Copy the data exactly from the line that contains "Would you kindly mark the vaulted" through the line that contains "Target: upper wooden cabinet", keeping both end lines and leaving out everything else.

[Supplied records]
______

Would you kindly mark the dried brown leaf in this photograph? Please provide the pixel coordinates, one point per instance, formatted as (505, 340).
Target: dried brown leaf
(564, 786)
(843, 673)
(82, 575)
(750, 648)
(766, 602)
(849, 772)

______

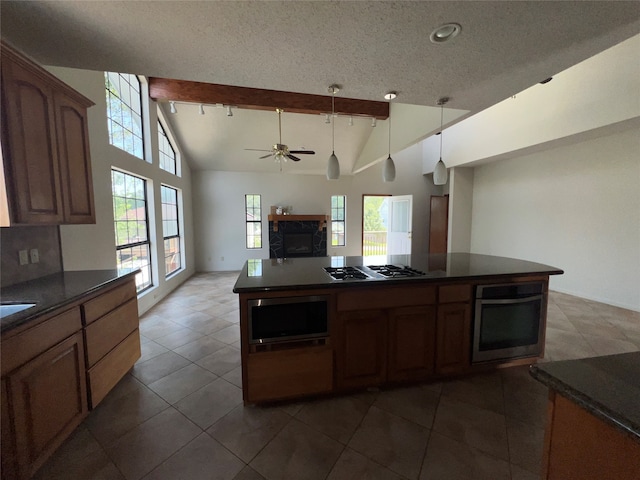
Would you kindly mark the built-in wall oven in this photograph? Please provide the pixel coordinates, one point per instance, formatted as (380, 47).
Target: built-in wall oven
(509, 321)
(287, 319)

______

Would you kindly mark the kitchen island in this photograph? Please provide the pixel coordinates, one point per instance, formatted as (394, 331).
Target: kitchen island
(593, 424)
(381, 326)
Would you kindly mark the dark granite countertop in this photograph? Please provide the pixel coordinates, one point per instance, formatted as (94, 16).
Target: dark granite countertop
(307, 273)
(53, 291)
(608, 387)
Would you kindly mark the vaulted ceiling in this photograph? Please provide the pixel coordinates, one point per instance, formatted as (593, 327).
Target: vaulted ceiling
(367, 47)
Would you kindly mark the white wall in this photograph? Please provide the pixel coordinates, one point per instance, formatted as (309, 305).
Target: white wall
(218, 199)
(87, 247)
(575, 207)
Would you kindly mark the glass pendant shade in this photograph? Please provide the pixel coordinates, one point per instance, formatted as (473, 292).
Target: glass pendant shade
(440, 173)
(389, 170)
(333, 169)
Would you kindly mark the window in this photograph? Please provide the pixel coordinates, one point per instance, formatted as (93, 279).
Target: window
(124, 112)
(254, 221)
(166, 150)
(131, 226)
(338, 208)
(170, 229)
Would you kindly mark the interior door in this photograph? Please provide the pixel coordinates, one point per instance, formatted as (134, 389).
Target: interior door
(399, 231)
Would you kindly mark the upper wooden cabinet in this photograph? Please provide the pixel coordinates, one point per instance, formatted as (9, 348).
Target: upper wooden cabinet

______

[Worked solution]
Would you kindly mark the vaulted ceiling in this photograph? Please provide the pixel coordinates, one point per instance, formatted as (593, 327).
Target: vaulted ceiling
(367, 47)
Would you kindly mark the white wall in this photograph? Please provide the pixel coordinates, one point per instance, formatted as (309, 305).
Target: white wall
(218, 199)
(87, 247)
(575, 207)
Would you kindly mark the glass pendant shade in this photograph? Please provide the pixel coordinates, one point per instance, formatted as (473, 292).
Target: glass pendant shade
(440, 173)
(389, 170)
(333, 169)
Would you kindly mark the window in this photograph? Please provide the pixel coordinates, one point per instance, formatted as (93, 279).
Target: window
(124, 112)
(254, 221)
(166, 150)
(131, 226)
(338, 208)
(170, 229)
Would you kindly mark the interior door in this photograph? Please provide the pixel coordinates, one point per instance, formatted as (134, 389).
Target: interior door
(399, 231)
Would you kindly mark the upper wooden cabinet in this photograph? Please provide the pixel coordinates, one point per instance, formatted as (9, 348).
Target: upper wooden cabinet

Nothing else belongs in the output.